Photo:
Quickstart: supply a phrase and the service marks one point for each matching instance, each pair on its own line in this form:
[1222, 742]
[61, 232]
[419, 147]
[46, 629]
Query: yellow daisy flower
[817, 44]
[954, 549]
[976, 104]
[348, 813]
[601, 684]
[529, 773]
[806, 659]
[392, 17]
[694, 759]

****************************************

REQUIREMENT
Convert the records above into a Markdown table with two columns, Row and Line, giving each non-blank line its own numbered row.

TASK ANSWER
| Row | Line |
|---|---|
| 1 | Photo: |
| 2 | Quickstart: supply a phrase and the service marks one point for each matching instance, each pair on its own line in this form: |
| 3 | [1222, 742] |
| 4 | [61, 232] |
| 5 | [419, 147] |
| 6 | [46, 629] |
| 7 | Query: yellow daisy flower |
| 8 | [817, 44] |
| 9 | [954, 549] |
| 10 | [976, 104] |
| 11 | [348, 813] |
| 12 | [601, 684] |
| 13 | [529, 773] |
| 14 | [806, 659] |
| 15 | [392, 17] |
| 16 | [694, 759] |